ACTIVITY:
A word-for-word transcription of the data below is required.

SOURCE MATERIAL:
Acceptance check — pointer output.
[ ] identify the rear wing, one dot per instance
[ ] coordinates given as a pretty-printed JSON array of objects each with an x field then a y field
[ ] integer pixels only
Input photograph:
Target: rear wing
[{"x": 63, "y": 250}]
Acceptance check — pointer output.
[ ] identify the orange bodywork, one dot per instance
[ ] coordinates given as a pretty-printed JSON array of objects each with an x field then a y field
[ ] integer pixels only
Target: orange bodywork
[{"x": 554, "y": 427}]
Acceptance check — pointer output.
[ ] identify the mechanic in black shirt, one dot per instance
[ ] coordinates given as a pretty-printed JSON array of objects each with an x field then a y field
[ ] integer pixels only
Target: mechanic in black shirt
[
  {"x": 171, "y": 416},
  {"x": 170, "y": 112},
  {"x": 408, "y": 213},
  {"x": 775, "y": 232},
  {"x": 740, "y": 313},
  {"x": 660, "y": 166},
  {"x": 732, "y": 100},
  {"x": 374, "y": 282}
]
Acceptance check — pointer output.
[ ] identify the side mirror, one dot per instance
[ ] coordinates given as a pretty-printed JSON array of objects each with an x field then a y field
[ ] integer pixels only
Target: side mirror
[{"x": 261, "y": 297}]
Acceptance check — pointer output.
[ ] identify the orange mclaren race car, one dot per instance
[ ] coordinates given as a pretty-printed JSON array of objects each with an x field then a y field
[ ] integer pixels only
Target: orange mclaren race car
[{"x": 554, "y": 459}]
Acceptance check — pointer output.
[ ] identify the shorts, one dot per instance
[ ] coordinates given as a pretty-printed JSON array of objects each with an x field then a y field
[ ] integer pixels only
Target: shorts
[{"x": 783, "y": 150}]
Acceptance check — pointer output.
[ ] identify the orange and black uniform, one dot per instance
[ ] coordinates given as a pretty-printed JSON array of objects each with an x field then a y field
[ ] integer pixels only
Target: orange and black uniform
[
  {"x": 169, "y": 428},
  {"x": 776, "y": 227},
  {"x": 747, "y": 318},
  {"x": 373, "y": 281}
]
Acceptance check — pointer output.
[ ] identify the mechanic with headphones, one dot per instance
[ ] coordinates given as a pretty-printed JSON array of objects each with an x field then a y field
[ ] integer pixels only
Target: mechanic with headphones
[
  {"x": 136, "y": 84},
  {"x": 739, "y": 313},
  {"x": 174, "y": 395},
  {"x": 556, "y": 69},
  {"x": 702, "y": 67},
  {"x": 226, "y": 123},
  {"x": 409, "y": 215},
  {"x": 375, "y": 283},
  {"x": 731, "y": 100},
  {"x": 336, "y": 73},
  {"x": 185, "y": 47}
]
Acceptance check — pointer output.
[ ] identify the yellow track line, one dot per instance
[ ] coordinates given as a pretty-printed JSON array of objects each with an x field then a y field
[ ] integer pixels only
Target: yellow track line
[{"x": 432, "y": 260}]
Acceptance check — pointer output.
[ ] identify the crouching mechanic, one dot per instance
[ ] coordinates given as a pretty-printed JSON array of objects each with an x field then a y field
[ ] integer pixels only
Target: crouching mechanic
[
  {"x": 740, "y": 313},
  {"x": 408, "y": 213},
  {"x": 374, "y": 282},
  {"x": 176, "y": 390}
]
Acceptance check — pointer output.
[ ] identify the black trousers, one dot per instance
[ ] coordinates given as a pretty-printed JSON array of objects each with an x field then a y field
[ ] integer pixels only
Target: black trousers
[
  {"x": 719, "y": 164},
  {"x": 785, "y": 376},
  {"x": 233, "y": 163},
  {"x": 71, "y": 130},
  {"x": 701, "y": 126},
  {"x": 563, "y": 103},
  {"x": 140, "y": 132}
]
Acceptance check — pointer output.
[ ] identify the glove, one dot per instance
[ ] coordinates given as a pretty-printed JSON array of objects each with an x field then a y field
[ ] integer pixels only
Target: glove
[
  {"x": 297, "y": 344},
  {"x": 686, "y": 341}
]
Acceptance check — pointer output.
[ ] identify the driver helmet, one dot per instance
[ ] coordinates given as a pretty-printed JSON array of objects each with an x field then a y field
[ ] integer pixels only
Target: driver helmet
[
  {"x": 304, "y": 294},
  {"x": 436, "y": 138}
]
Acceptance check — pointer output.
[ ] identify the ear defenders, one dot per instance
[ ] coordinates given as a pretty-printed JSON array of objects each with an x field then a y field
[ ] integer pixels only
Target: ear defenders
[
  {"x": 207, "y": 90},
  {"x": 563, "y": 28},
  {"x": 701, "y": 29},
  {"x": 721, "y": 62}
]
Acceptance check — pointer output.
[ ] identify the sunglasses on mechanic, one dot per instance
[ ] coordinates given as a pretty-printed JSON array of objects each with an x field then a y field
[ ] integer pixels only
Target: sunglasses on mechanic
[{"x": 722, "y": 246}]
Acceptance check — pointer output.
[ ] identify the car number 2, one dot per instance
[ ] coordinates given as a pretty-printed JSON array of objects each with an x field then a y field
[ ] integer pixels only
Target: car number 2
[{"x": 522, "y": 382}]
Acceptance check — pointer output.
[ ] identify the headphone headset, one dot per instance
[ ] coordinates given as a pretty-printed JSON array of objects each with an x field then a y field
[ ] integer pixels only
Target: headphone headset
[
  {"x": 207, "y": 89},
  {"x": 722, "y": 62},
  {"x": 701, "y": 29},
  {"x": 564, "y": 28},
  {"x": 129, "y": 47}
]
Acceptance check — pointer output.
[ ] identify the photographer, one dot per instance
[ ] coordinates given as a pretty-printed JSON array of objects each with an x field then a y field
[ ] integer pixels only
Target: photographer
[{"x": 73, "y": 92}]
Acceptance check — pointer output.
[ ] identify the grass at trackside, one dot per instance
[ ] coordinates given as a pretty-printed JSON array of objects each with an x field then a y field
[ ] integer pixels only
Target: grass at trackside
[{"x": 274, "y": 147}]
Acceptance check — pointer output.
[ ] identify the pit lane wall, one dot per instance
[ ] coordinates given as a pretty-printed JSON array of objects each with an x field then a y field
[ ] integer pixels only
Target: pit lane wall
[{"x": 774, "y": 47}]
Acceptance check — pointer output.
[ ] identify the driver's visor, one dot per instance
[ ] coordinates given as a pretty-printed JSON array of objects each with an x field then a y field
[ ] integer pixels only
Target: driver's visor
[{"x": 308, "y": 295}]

EXERCISE ANSWER:
Acceptance check — pointer output.
[ ] identify the rear wing, one dot per instance
[ ] coordinates given as a pretty-printed JSON array of objects each with an x field then a y field
[ ] integer pixels only
Input photograph:
Target: rear wing
[{"x": 63, "y": 250}]
Acceptance check — pointer output.
[ ] identify the orange bodywork, one dot per instance
[ ] coordinates given as a pretty-printed JSON array of objects each with an x field then a y field
[ ] integer pixels only
Target: orange bodywork
[{"x": 554, "y": 427}]
Acceptance check — pointer output.
[ ] identify the mechanic in black shirt, one dot per instance
[ ] coordinates given as a pretty-printed JSON array of objects each with an x field then a y field
[ ] integer pixels only
Target: mechanic in black shirt
[
  {"x": 171, "y": 416},
  {"x": 170, "y": 112},
  {"x": 408, "y": 213},
  {"x": 775, "y": 232},
  {"x": 740, "y": 313},
  {"x": 660, "y": 166},
  {"x": 732, "y": 100},
  {"x": 374, "y": 282}
]
Acceptance check — pointer output.
[ ] identify the side mirror, one dot per instance
[ ] coordinates given as a pretty-printed JSON array of objects each with an x field then a y field
[ ] integer pixels only
Target: side mirror
[{"x": 261, "y": 297}]
Acceptance check — pointer output.
[ ] identify the orange mclaren race car, one dot per instance
[ ] coordinates given as a pretty-printed JSON array of objects each with an x field then a y field
[ ] integer pixels only
Target: orange mclaren race car
[{"x": 554, "y": 459}]
Acceptance check — pointer output.
[ ] identify the shorts, one dot per instance
[ ] coordinates given as a pretty-printed JSON array of objects each with an x field then a y field
[ ] integer pixels only
Target: shorts
[{"x": 783, "y": 150}]
Acceptance check — pointer output.
[ ] identify the orange and black uniform, one dot per instance
[ ] coordinates given as a pretty-printed JSON array of objects each with an x field then a y field
[ ] integer pixels only
Target: orange and black uniform
[
  {"x": 169, "y": 428},
  {"x": 776, "y": 227},
  {"x": 747, "y": 318},
  {"x": 373, "y": 281}
]
Acceptance check — pointer output.
[ ] identify the mechanic with headphones, one dot per instance
[ ] coordinates given as a pretty-printed JSON array of objects each with an x field then a y field
[ ] integer pixels only
Target: mechanic with headphones
[
  {"x": 136, "y": 84},
  {"x": 739, "y": 313},
  {"x": 174, "y": 395},
  {"x": 556, "y": 69},
  {"x": 702, "y": 67},
  {"x": 226, "y": 123},
  {"x": 409, "y": 215},
  {"x": 375, "y": 283},
  {"x": 731, "y": 100},
  {"x": 336, "y": 73},
  {"x": 185, "y": 47}
]
Acceptance check — pointer output.
[ ] identify the yellow track line, one dot per instance
[ ] coordinates given as a pretty-printed JSON array of objects each with an x field then a y field
[ ] integer pixels only
Target: yellow track line
[{"x": 432, "y": 260}]
Acceptance check — pointer output.
[ ] identify the crouching mechanic, one dot per instance
[ ] coordinates given as a pretty-printed JSON array of objects each with an x field then a y field
[ ] integer pixels only
Target: crouching mechanic
[
  {"x": 740, "y": 313},
  {"x": 408, "y": 213},
  {"x": 374, "y": 282},
  {"x": 176, "y": 390}
]
Acceptance check — pointer output.
[ ] identify the black trousers, one dot per instance
[ ] coordinates given as a pretty-printed JSON array of objects each with an x field then a y field
[ ] integer pixels only
Target: black trousers
[
  {"x": 719, "y": 164},
  {"x": 785, "y": 376},
  {"x": 233, "y": 163},
  {"x": 71, "y": 130},
  {"x": 701, "y": 126},
  {"x": 563, "y": 103},
  {"x": 140, "y": 132}
]
Acceptance check — pointer output.
[ ] identify the glove, one dot per instance
[ ] coordinates given as a pretty-printed JSON array of objects each with an x field then a y field
[ ] integer pixels only
Target: glove
[
  {"x": 297, "y": 344},
  {"x": 686, "y": 341}
]
Acceptance check — pointer output.
[ ] identify the driver helmet, one dot per instance
[ ] coordinates given as a pretty-printed JSON array of objects each with an x field then a y field
[ ] integer pixels only
Target: driver helmet
[
  {"x": 304, "y": 294},
  {"x": 436, "y": 138}
]
Acceptance check — pointer output.
[ ] identify the ear defenders, one dot per instance
[ ] coordinates given as a pretty-printed JSON array of objects each with an x field then a y field
[ ] integer pixels only
Target: ear defenders
[
  {"x": 207, "y": 90},
  {"x": 563, "y": 28},
  {"x": 701, "y": 29},
  {"x": 721, "y": 62}
]
Acceptance check — pointer output.
[ ] identify the sunglasses on mechanic, one dot per instance
[ ] coordinates given as a pretty-printed JSON array of objects each with an x field then a y field
[ ] integer pixels only
Target: sunglasses on mechanic
[{"x": 722, "y": 246}]
Acceptance check — pointer output.
[ ] identify the car number 2, one dot per instance
[ ] coordinates given as a pretty-printed JSON array of objects each with an x field then a y field
[ ] integer pixels only
Target: car number 2
[{"x": 522, "y": 382}]
Acceptance check — pointer output.
[ ] identify the headphone headset, one dot per instance
[ ] coordinates given as a pretty-printed JSON array of objects each with an x field then a y field
[ ] integer pixels only
Target: headphone headset
[
  {"x": 207, "y": 89},
  {"x": 722, "y": 62},
  {"x": 701, "y": 29},
  {"x": 564, "y": 28},
  {"x": 129, "y": 47}
]
Acceptance check — pointer output.
[ ] identify the photographer, one dot per instance
[ ] coordinates given as a pretty-printed JSON array of objects each with an x field then a y field
[ ] integer pixels only
Target: photographer
[{"x": 73, "y": 92}]
Acceptance check — pointer output.
[ ] identify the grass at trackside, one dot per instance
[ ] coordinates given as a pretty-printed JSON array of objects each with an x field then a y field
[ ] integer pixels only
Target: grass at trackside
[{"x": 274, "y": 147}]
Acceptance check — pointer output.
[ ] identify the pit lane wall, one dot per instance
[ ] coordinates given as a pretty-printed JSON array of objects each with an x field then a y field
[ ] integer pixels only
Target: pit lane wall
[{"x": 774, "y": 47}]
Acceptance check — pointer output.
[ ] identify the driver's visor, one dot per instance
[ ] coordinates given as a pretty-printed JSON array of objects each with an x field then a y field
[ ] integer pixels only
Target: driver's visor
[{"x": 308, "y": 295}]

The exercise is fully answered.